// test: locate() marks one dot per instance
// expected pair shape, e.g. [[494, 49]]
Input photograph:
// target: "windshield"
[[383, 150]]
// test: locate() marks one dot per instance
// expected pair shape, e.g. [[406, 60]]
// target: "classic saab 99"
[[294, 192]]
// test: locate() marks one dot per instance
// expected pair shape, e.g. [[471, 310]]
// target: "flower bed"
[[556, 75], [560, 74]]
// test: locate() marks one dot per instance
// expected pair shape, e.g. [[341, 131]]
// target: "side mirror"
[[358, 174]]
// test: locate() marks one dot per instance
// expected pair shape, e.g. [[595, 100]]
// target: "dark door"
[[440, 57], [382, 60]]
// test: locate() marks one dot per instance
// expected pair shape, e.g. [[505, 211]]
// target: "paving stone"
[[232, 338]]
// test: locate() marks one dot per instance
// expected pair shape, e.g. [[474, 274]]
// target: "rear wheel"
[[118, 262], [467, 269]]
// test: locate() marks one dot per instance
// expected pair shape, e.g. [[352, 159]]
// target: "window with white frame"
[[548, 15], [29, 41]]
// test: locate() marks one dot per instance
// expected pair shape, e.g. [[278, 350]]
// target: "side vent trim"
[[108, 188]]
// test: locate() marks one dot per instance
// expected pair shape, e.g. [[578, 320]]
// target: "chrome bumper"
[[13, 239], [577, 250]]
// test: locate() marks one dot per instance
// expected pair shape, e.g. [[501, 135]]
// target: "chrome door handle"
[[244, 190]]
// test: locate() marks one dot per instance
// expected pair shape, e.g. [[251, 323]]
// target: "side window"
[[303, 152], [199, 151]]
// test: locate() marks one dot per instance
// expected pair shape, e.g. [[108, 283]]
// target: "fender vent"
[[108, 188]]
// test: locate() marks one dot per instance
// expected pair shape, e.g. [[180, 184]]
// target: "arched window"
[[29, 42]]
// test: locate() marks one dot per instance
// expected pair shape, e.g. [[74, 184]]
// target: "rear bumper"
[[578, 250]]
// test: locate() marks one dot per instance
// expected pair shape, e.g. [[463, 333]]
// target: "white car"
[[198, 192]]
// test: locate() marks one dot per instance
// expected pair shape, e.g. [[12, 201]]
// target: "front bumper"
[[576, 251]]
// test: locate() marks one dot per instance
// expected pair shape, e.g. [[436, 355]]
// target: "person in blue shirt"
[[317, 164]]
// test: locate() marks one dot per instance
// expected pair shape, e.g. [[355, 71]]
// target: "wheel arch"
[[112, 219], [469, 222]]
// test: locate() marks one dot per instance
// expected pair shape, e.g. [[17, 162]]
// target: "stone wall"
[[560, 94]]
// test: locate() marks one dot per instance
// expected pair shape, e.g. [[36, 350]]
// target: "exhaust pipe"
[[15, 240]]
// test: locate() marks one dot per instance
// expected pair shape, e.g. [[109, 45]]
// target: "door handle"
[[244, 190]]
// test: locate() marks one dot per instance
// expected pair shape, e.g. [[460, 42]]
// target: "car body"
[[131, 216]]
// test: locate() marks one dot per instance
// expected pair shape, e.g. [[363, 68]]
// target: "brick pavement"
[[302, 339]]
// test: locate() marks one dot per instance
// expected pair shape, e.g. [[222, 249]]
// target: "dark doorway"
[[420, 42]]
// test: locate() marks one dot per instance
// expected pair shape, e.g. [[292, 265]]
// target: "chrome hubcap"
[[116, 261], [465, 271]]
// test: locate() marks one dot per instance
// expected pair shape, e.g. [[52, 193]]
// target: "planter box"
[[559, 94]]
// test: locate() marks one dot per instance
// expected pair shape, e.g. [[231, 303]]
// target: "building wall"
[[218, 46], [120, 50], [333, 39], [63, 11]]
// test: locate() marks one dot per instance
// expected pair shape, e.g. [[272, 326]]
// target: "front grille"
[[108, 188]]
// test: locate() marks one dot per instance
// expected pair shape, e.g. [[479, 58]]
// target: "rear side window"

**Stated exercise**
Copy all of the records above line for line, with nothing changed.

**Output of the exercise**
// test: locate() marks one dot per instance
// expected pair shape, e.g. [[494, 49]]
Input photograph:
// target: "windshield"
[[383, 150]]
// test: locate() marks one dot per instance
// expected pair shape, e.g. [[406, 60]]
// target: "classic saab 99"
[[294, 192]]
// test: locate() marks one dot per instance
// expected pair shape, e.g. [[471, 310]]
// target: "flower bed"
[[556, 75], [560, 74]]
// test: locate() marks one dot per instance
// expected pair shape, e.g. [[341, 131]]
// target: "side mirror"
[[358, 174]]
// test: locate() marks one dot per instance
// expected pair shape, e.g. [[595, 100]]
// target: "dark door"
[[440, 57], [382, 60]]
// test: locate() marks one dot per instance
// expected pair shape, e.g. [[505, 211]]
// target: "paving stone"
[[232, 338]]
// test: locate() marks one dot per instance
// expected pair shape, e.g. [[474, 274]]
// target: "rear wheel"
[[118, 262], [467, 269]]
// test: locate() marks one dot per instance
// expected pair shape, e.g. [[352, 159]]
// target: "window with white frame"
[[548, 15], [29, 41]]
// test: locate() marks one dot per instance
// expected pair shape, e.g. [[278, 350]]
// target: "side vent trim"
[[108, 188]]
// test: locate() marks one dot per instance
// expected pair shape, e.g. [[578, 320]]
// target: "chrome bumper"
[[13, 239], [577, 250]]
// test: locate() marks one dot per instance
// expected pair shape, e.g. [[501, 135]]
// target: "chrome door handle"
[[244, 190]]
// test: locate() marks one dot per instance
// expected pair shape, e.g. [[251, 323]]
// target: "side window"
[[303, 152], [199, 151]]
// test: locate() marks one dot per instance
// expected pair shape, e.g. [[108, 283]]
// target: "fender vent"
[[108, 188]]
// test: locate() marks one dot per instance
// expected pair shape, e.g. [[180, 184]]
// target: "arched window"
[[29, 42]]
// test: locate() marks one dot per instance
// expected pair shape, e.g. [[74, 184]]
// target: "rear bumper"
[[578, 250]]
// test: locate() marks one dot per instance
// expected pair shape, e.g. [[463, 333]]
// target: "white car"
[[198, 192]]
// test: locate() marks one dot per instance
// expected pair shape, e.g. [[12, 201]]
// target: "front bumper"
[[576, 251]]
// test: locate() marks one dot per instance
// expected pair shape, e.g. [[436, 355]]
// target: "person in blue shirt"
[[317, 164]]
// test: locate() marks one dot per instance
// expected pair shape, e.g. [[355, 71]]
// target: "wheel arch"
[[112, 219], [469, 222]]
// test: locate() marks one dot per instance
// expected pair shape, e.g. [[17, 162]]
// target: "stone wall"
[[560, 94]]
// test: locate() marks one dot per instance
// expected pair shape, e.g. [[36, 350]]
// target: "exhaust pipe"
[[15, 240]]
// test: locate() marks one dot per instance
// expected pair shape, e.g. [[109, 45]]
// target: "door handle"
[[244, 190]]
// test: locate() marks one dot per instance
// expected pair shape, e.g. [[460, 42]]
// target: "car body"
[[131, 216]]
// test: locate() marks one dot per instance
// expected pair shape, e.g. [[363, 68]]
// target: "brick pavement"
[[302, 339]]
// test: locate() marks one dot per instance
// expected pair shape, e.g. [[222, 249]]
// target: "dark doorway"
[[420, 42]]
// test: locate() marks one dot per instance
// expected pair shape, e.g. [[292, 265]]
// target: "chrome hubcap"
[[116, 261], [465, 271]]
// test: locate() marks one dot per instance
// expected pair shape, e.g. [[52, 193]]
// target: "planter box"
[[559, 94]]
// test: locate() marks one dot per instance
// expected pair shape, e.g. [[231, 303]]
// target: "building wall"
[[218, 46], [120, 50], [333, 39], [63, 11]]
// test: locate() marks one dot per instance
// expected pair shape, e.g. [[272, 326]]
// target: "front grille"
[[108, 188]]
// test: locate() marks one dot per instance
// expected pair shape, e.g. [[479, 58]]
// target: "rear side window"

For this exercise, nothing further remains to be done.